:: Excerpted passage ::
= = = =
Ennevers, Enevers and Enefers in Mental Hospital & Asylums



The early terms and definitions of mental deficiency were very wide, idiot, imbecile or lunatic and covered many symptoms which today we describe as an illness such as nervous breakdown, dementia, or Alzheimer's decease.

Until the beginning of the 19th century those displaying signs of mental illness were viewed with considerable suspicion and often abused.  Mental hospitals, known as madhouses, lunatic asylums and later as psychiatric hospitals were often places of cruelty and neglect where patients whose families were often deeply ashamed of them, were locked away.

The earliest mental hospital was originally founded as a priory in Lambeth in1247, becoming the infamous lunatic asylum known as Bethlem in 1377.  The Relief of the Poor Act of 1601 required each parish to provide work for the poor and take responsibility for the aged, sick and infirm which included any idiots and lunatics, thus the mentally sick were usually housed in the workhouse.  It was not until 1770 that Bethlem ceased to be a tourist attraction where sightseers paid to view the shackled and manacled inmates. The idea that the mentally ill should be locked away encouraged the establishment of a number of private madhouses in which conditions varied greatly, many were primitive institutions with mad doctors who pursued their own theories about the treatment of insanity, inmates were often half-starved as they were then easier to restrain.  In 1774 an attempt was made to regulate madhouses but this was limited to the care of private patients and did not cover pauper lunatics whose treatment in an asylum would have been paid for by the parish overseers. 

The Lunatics Act of 1845 required every county to provide an asylum for its pauper lunatics, resulted in a rapid building program and growth of mental hospitals, pauper lunatics were transferred from parish funded workhouses to asylums paid for by county councils, this resulted in improvements in the conditions of lunatics with public asylums having annual inspections.  By the middle of the 19th century the physical restraint of patients gave way to the psychological treatment of seclusion as well as the padded cell which remained with us until the introduction of tranquillising drugs in the 20th century.
= = = =
:: Entries shown ::
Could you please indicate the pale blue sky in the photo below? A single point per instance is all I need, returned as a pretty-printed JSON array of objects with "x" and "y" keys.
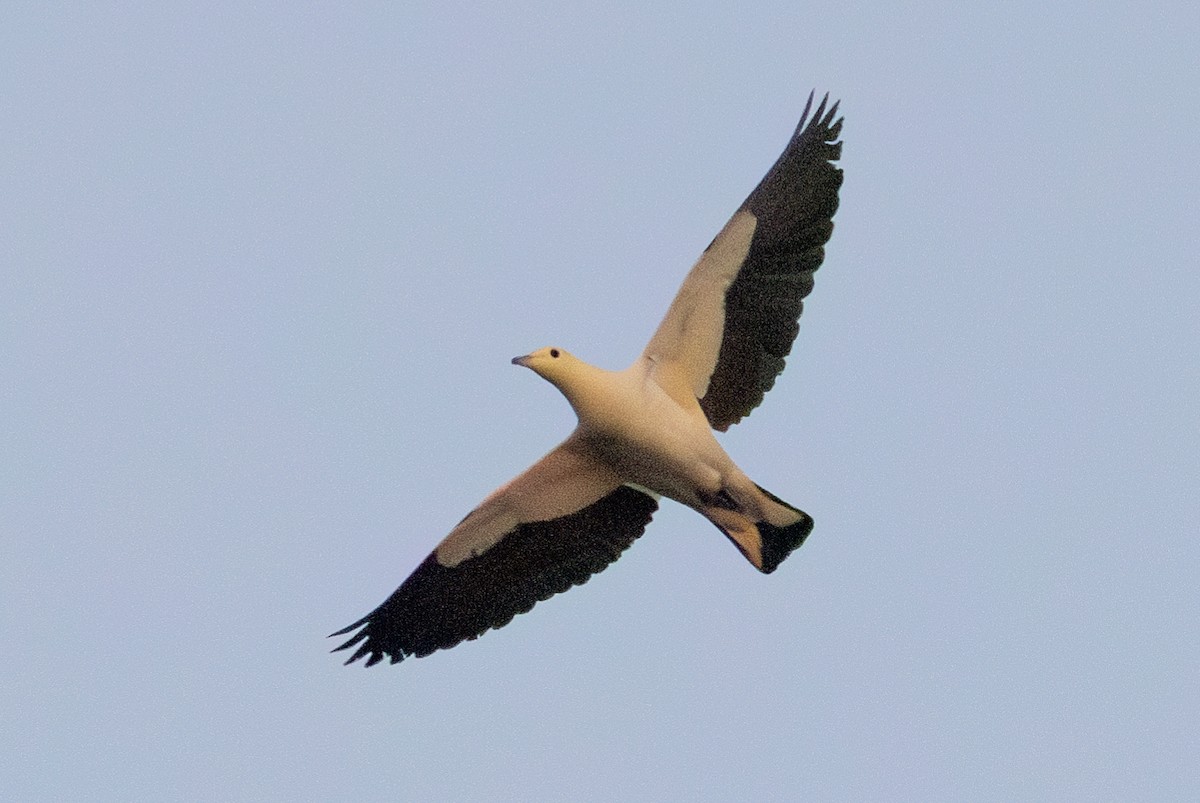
[{"x": 262, "y": 271}]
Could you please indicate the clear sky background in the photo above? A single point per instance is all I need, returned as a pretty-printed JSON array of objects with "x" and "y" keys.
[{"x": 262, "y": 271}]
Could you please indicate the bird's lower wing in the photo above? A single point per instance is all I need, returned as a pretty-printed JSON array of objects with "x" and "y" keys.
[{"x": 552, "y": 527}]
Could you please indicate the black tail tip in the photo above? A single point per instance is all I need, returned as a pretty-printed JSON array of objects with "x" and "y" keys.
[{"x": 780, "y": 541}]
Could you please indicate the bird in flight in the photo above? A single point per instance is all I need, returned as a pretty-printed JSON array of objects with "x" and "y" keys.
[{"x": 645, "y": 432}]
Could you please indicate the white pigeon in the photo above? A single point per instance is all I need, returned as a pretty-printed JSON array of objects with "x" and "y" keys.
= = = =
:: To do ::
1 – What early terms for mental deficiency does the passage on mental hospitals and asylums list?
2 – According to the passage on mental hospitals and asylums, in what year did Bethlem stop being a tourist attraction?
3 – In the passage on mental hospitals and asylums, why were inmates of private madhouses often half-starved?

:: Answers by item ::
1 – Idiot, imbecile, lunatic

2 – 1770

3 – Half-starved inmates were easier to restrain.